**Source passage:**
What is worse than house prices crashing 20 per cent? How about them not crashing 20 per cent? With higher borrowing costs and inflation — and decades of tighter mortgage lending — the UK property market faces the prospect not of falling, but of freezing stiff.
And that might be the “worst of all worlds”, according to a new report by the Joseph Rowntree Foundation. In this scenario, low unemployment leads to relatively few forced sales, meaning prices hardly budge but transactions stall, housebuilding stops and cash-rich investors swoop in to outbid those on lower incomes.
The result is like what we have today but worse: home ownership remains inaccessible to all but the wealthiest and rents spiral ever upwards — it could last for years and no one gets to benefit from reduced prices as the cycle resets.
But is that worse than a full-on crash? I remember talking to a woman who, 30 years ago, worked for Citizens Advice. She still choked up at the thought of people caught in the downturn of the early 1990s, when house prices in the south-east fell 36 per cent — 20 per cent nationally. Worst were those who tried to conceal how bad things were from their families, turning up to see her with sacks of unopened bills.
“We have a kind of folk memory of the house price crash of the early 90s,” says Toby Lloyd, co-author of the report. “But we haven’t realised how much things have changed since then.”
Compared with the early 1990s, or even 2008, homeowners today are far less exposed to price falls. For the past decade, most homeowners in England don’t have a mortgage, according to the English House Survey.
The report puts forward policy ideas to stop big housebuilders mothballing sites until market conditions improve; and to prevent investors and corporate landlords hoovering up properties — the most eye-catching involves allowing councils special powers to limit who can buy in their area.

**Goal of the exercise:**
Continue the passage above on the UK property market from where it stops.

**Input data:**

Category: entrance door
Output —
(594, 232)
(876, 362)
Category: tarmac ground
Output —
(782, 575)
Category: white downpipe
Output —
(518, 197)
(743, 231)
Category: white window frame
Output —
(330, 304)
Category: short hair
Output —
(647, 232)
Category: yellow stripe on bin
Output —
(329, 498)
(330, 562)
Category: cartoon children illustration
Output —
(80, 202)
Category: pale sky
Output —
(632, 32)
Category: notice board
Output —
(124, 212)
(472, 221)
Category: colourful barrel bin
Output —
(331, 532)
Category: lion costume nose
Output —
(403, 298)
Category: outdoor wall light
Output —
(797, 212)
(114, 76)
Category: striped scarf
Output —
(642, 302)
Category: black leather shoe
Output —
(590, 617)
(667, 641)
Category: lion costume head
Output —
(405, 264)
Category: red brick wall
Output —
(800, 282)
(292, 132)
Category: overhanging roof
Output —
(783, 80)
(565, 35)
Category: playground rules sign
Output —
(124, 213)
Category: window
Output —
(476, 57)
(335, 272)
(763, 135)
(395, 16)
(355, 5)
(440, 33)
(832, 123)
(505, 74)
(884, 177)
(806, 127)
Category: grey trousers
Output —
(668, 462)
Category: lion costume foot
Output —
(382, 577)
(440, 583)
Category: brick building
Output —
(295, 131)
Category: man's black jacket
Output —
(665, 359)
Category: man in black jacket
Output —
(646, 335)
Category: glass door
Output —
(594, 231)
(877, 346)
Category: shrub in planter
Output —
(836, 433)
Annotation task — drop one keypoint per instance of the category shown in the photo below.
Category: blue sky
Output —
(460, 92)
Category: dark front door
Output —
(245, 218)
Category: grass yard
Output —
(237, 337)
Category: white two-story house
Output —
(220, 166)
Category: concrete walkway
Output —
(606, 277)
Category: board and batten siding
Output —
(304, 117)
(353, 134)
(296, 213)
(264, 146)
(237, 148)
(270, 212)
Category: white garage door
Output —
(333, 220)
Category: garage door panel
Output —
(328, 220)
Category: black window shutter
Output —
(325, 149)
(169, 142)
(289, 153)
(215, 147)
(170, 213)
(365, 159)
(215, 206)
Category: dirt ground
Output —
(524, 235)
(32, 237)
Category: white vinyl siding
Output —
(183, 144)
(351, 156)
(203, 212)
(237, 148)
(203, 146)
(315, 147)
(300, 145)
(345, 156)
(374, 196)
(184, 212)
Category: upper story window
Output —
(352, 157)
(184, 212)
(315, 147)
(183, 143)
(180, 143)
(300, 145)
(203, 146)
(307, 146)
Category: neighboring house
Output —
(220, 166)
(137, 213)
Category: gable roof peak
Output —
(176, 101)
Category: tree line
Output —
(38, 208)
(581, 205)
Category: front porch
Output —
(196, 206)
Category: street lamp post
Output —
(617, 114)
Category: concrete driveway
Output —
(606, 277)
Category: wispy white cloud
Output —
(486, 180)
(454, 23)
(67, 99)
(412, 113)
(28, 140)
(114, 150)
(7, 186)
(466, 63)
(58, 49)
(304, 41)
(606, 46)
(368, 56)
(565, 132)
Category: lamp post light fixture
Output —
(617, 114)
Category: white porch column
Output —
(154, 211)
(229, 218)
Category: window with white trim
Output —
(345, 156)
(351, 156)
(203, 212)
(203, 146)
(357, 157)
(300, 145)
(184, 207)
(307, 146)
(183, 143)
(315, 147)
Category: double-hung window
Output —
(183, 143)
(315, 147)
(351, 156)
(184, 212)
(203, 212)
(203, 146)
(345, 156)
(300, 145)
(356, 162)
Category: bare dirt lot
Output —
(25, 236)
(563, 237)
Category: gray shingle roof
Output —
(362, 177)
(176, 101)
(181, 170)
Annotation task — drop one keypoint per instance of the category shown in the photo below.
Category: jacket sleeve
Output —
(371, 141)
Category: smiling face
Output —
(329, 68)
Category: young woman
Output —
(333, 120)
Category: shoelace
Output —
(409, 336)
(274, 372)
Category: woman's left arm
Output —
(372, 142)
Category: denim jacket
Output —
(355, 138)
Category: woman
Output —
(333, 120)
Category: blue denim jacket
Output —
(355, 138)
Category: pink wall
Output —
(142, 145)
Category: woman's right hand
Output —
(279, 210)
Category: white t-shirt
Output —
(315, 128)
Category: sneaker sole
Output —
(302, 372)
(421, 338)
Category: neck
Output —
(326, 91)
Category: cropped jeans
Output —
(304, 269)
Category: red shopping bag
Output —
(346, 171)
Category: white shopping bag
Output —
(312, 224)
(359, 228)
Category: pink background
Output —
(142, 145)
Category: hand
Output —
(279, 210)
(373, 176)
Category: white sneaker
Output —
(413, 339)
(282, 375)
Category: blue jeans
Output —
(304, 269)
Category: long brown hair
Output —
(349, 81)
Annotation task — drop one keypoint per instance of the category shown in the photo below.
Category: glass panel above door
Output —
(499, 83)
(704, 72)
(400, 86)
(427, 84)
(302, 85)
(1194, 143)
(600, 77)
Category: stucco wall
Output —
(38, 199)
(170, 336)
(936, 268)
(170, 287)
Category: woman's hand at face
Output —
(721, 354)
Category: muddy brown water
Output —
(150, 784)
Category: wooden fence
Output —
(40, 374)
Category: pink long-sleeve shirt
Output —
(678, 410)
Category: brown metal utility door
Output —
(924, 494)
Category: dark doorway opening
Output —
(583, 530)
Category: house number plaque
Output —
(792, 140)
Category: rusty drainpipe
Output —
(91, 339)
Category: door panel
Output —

**Response to the exercise:**
Were UK house prices to fall 20 per cent from their peak last year, it would only take the average price back to where it was at the start of the pandemic. “There will be people who suffer [from negative equity] but they will be, thankfully, relatively few in number and help can be provided,” said Neal Hudson, another co-author of the report. “Stagnation is the big worry.”
So, how likely is such a market freeze? At the moment, things are looking chilly. Sales in January were down 11 per cent year on year, according to HM Revenue & Customs data released this week — and many of those deals were agreed before mortgage rates went bananas. According to Rics’ monthly market survey, buyer inquiries, agreed sales and new instructions are all falling.
So far, house prices have fallen about 3.2 per cent since their peak, according to Nationwide — but there may be a long way to go yet. When we listed our flat in north London last spring, it went under offer in a week. After the deal was wiped by rising interest rates, we relisted last month with a price cut of 5 per cent. Feedback from viewings is clear: not at this price.
Maybe we will avoid the JRF’s no-crash “worst of all worlds” scenario after all. Gulp.